Nature in the West Indies

I am in the West Indies, the Leeward Islands right now. This is my 19th visit to Nevis. My husband and I are staying in an inexpensive house rental and taking the local buses around, cooking at home rather than eating out, and coming much more into contact with the local "reality" than those visitors who stay in carefully manicured and sanitized hotels and resorts.

The house, which has a screened porch, is inhabited by quite a lot of different creatures: I think there are two species of gekko (a small dark one in most of the house, but a large impressive one in the laundry room) as well as a lot of Anole lizards (yes indoors!) Day before yesterday I found a tiny tree frog hiding under my flip flops in the big screened-in porch.

Right at the beach access point from the yard, there is a veritable small thicket of juvenile Manchineel trees, which is really bad news: one of the most poisonous trees in the world. Don't touch! Don't even brush against the foliage or you will blister up like crazy!

There is a whole small area of dirt pock-marked with the craters of antlion larvae in the shady back corner of the house, and the entrance holes of tarantula burrows are all over the yard.
•••
--- Written tasks ---
1. Explain in one to three sentences why, according to the West Indies nature passage, the thicket of juvenile Manchineel trees by the beach access point is bad news.
2. Give the West Indies nature passage again between "The house, which" and "over the yard.", inclusive, swapping "porch" for "veranda".
The lines are unrelated to the West Indies nature passage.

--- Material provided ---
•••
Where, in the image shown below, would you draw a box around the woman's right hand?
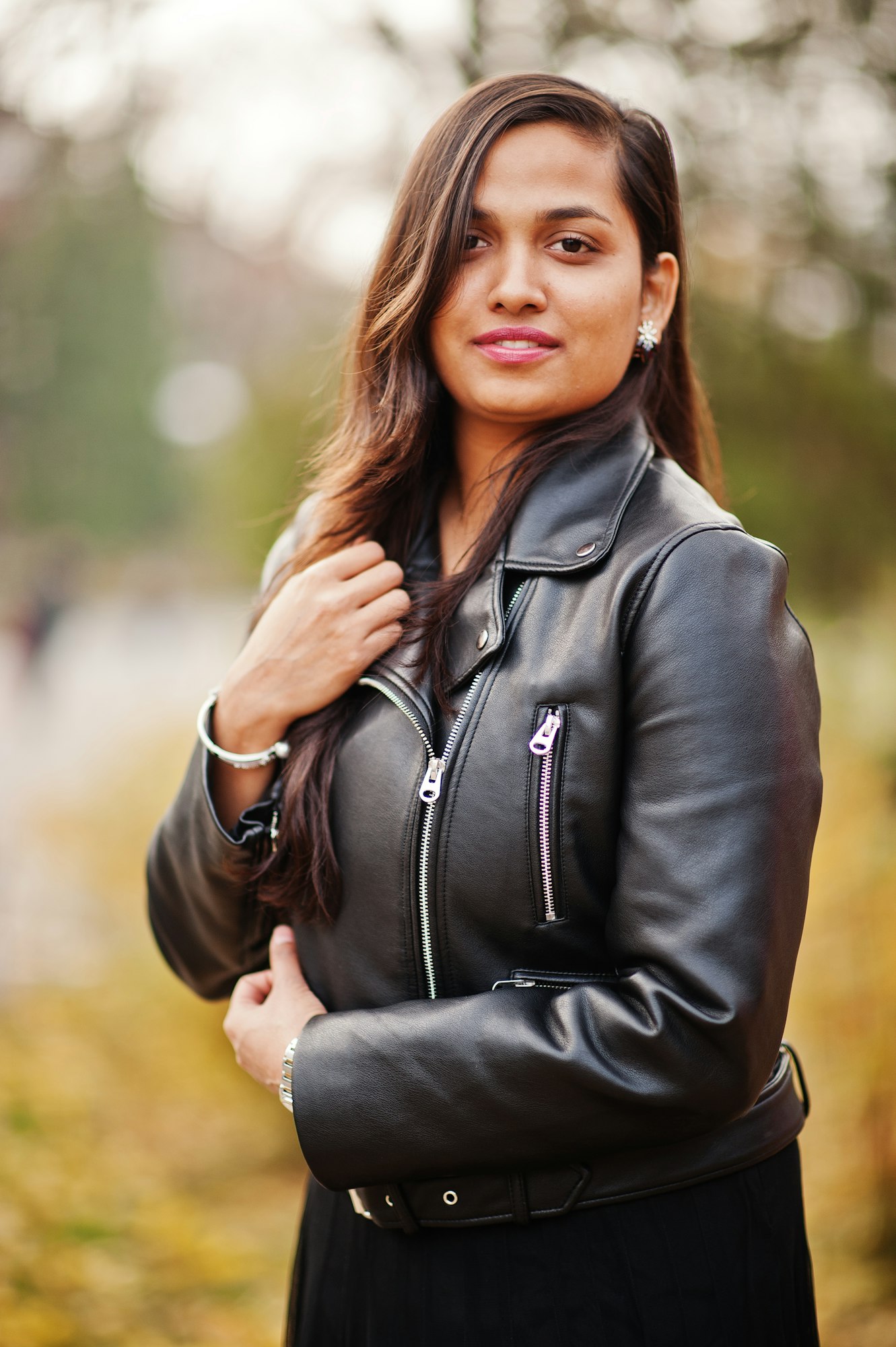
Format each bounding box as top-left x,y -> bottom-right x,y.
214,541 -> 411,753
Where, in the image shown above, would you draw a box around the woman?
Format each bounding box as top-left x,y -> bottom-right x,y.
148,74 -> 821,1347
•••
--- Answers in order ---
1. Manchineel is one of the most poisonous trees in the world. Touching it, or even brushing against its foliage, will make you blister up badly.

2.
The house, which has a screened veranda, is inhabited by quite a lot of different creatures: I think there are two species of gekko (a small dark one in most of the house, but a large impressive one in the laundry room) as well as a lot of Anole lizards (yes indoors!) Day before yesterday I found a tiny tree frog hiding under my flip flops in the big screened-in veranda.

Right at the beach access point from the yard, there is a veritable small thicket of juvenile Manchineel trees, which is really bad news: one of the most poisonous trees in the world. Don't touch! Don't even brush against the foliage or you will blister up like crazy!

There is a whole small area of dirt pock-marked with the craters of antlion larvae in the shady back corner of the house, and the entrance holes of tarantula burrows are all over the yard.